Please return the entries below unchanged, beginning at the line that has "moss on log visible above." and stopping after the line that has "[527,520,590,576]". Leave the pictures out of your answer.
───── DATA ENTRIES
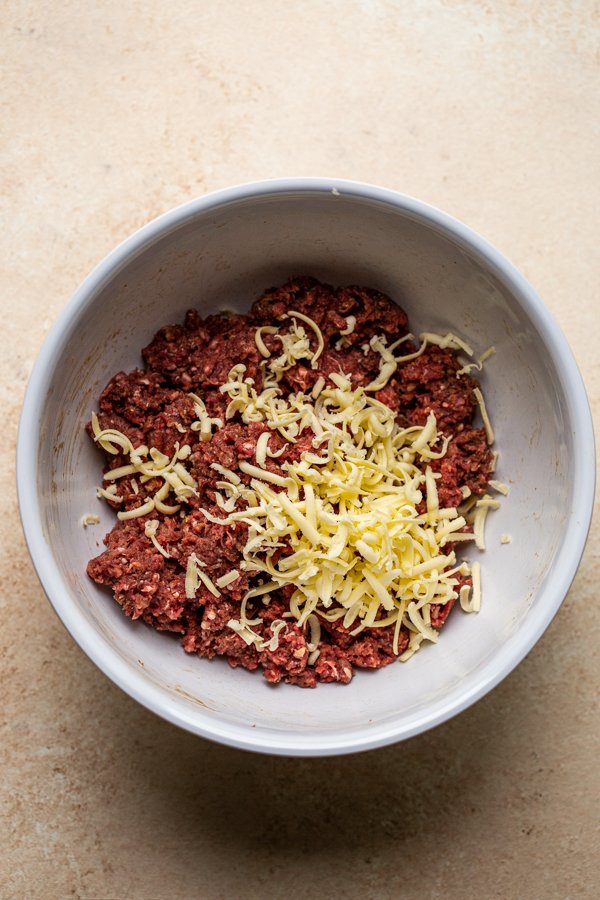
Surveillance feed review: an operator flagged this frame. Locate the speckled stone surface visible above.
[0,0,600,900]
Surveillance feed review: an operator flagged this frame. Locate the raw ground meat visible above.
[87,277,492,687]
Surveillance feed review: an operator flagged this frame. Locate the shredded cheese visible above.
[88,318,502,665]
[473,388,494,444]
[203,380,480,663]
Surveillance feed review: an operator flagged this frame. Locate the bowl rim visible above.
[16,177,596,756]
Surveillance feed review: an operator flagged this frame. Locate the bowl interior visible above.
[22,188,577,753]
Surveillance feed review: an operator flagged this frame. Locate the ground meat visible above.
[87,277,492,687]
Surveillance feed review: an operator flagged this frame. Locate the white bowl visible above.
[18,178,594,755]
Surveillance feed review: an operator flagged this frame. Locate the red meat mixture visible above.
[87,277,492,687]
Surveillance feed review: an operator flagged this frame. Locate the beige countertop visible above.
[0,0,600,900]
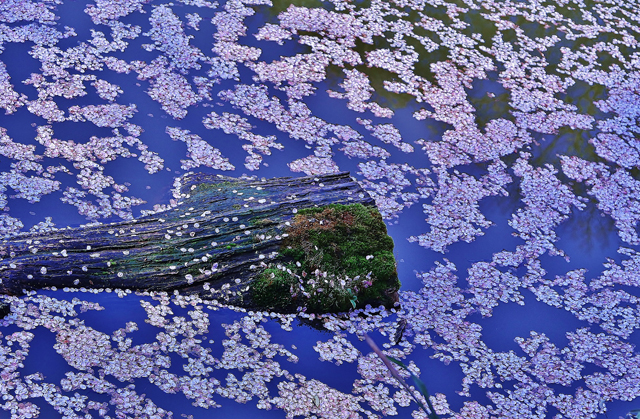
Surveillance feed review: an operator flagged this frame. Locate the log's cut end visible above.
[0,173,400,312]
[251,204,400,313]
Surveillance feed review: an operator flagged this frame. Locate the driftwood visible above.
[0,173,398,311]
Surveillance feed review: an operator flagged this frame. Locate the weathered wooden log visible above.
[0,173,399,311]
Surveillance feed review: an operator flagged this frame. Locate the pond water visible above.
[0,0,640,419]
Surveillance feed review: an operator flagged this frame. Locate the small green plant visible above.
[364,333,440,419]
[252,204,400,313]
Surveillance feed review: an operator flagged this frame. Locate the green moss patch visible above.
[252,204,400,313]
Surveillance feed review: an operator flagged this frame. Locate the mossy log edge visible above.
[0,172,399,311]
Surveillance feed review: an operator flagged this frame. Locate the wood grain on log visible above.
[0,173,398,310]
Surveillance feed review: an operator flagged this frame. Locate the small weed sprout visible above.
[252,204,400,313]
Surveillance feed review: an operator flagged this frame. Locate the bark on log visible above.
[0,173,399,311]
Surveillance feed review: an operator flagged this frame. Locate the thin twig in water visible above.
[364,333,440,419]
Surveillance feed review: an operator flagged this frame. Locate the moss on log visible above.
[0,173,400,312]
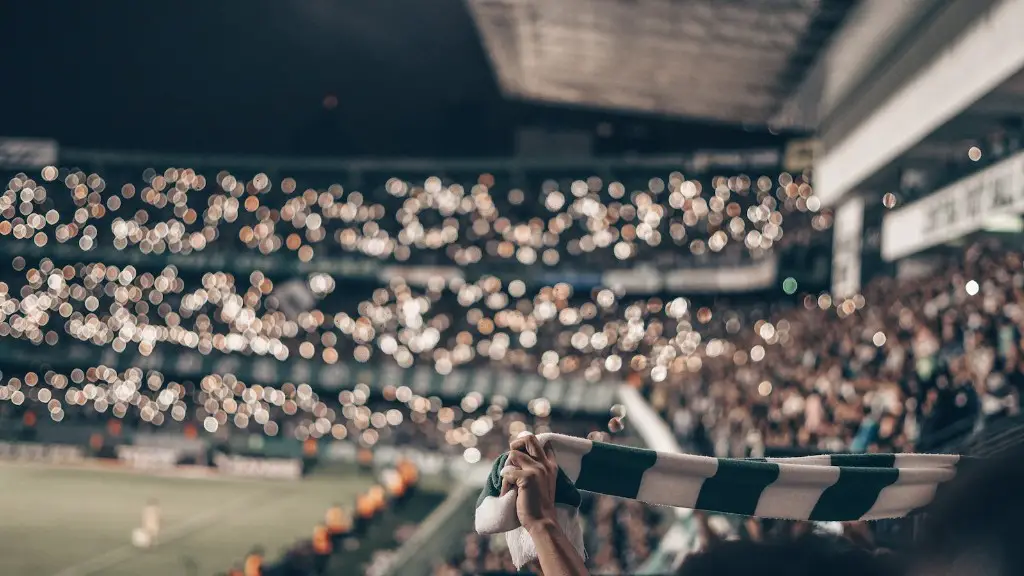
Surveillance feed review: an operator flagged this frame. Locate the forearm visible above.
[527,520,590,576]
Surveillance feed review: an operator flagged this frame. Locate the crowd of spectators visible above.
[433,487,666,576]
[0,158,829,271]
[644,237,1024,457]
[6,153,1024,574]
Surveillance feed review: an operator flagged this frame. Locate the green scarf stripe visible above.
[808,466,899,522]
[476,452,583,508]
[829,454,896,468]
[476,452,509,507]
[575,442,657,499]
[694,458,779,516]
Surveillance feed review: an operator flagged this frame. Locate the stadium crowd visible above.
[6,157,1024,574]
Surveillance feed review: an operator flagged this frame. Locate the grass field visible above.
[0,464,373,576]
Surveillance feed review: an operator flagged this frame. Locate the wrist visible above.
──────────
- TASK RESULT
Surveillance feed review: an operator flagged this frame. Locate the moss on log visible above.
[0,173,400,312]
Surveillance feed review: an operator flagged this frame. Locate the forearm visible above.
[527,520,590,576]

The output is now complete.